• WHAT TO PRODUCE: Could you extract, word for word, the part of the passage on carcinogenic pesticides in Kenya that opens with "By failing to" and closes with "acted upon promptly."?

Carcinogenic Pesticides in Kenya
In Kenya, there are a number of pesticides commonly used for horticultural purposes that are either categorized as carcinogenic or potentially carcinogenic. Examples of carcinogenic active ingredients such as clodinafop, fenchlorazole, oxyfluorfen, permethrin, and pymetrozine, found in 24 products are widely used. Out of these, fenchlorazole, permethrin, and pymetrozine are not approved for agricultural use in Europe. Moreover, there are hundreds of products whose active ingredients are in the category of “possibly carcinogenic.” It is within the mandate of the Pest Control Products Board (PCPB) to ensure that those pesticides are withdrawn from the Kenyan market, especially because proper protection of farmworkers and consumers can’t be assured, but there seems not to be efforts yet.
By failing to establish regular monitoring of foods for pesticides, and withholding information on levels of pesticide residues in common local foods, PCPB and KEPHIS are not only going against the Pest Control Products Act, but also international codes of conduct. The Biodiversity and Biosafety Association of Kenya (BIBA-K), Kenya Organic Agriculture Network (KOAN), Resources Oriented Development Initiatives (RODI Kenya) and Route to Food Initiative (RTFI) highlighted these issues (Oruko, 2019). A petition was presented by Gladys Boss Shollei in parliament and is still under due processes, and hopefully it will be acted upon promptly.

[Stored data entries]

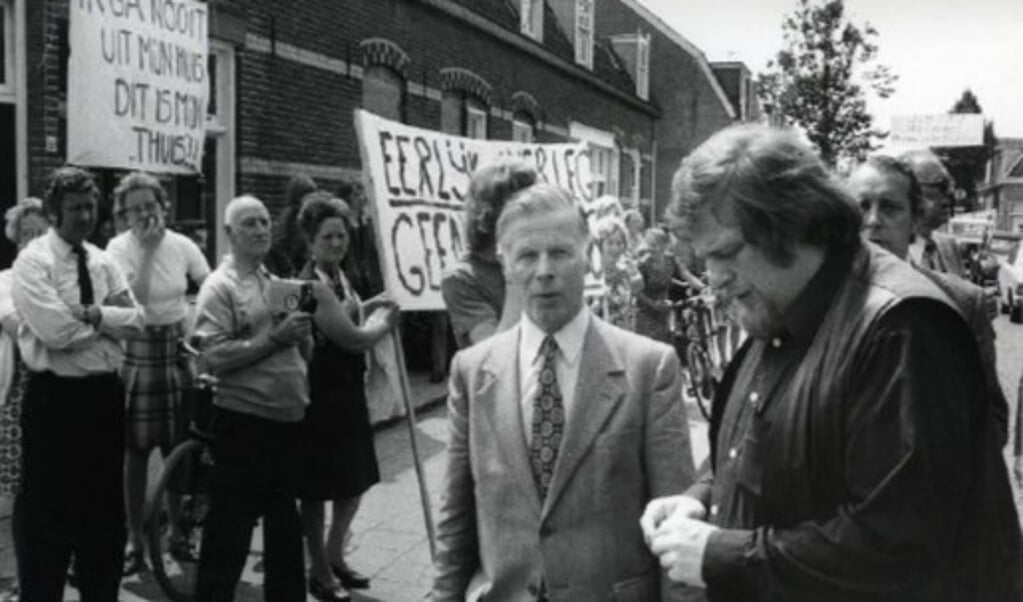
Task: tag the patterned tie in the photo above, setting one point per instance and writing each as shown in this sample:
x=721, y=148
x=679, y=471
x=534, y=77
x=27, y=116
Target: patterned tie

• ANSWER BOX:
By failing to establish regular monitoring of foods for pesticides, and withholding information on levels of pesticide residues in common local foods, PCPB and KEPHIS are not only going against the Pest Control Products Act, but also international codes of conduct. The Biodiversity and Biosafety Association of Kenya (BIBA-K), Kenya Organic Agriculture Network (KOAN), Resources Oriented Development Initiatives (RODI Kenya) and Route to Food Initiative (RTFI) highlighted these issues (Oruko, 2019). A petition was presented by Gladys Boss Shollei in parliament and is still under due processes, and hopefully it will be acted upon promptly.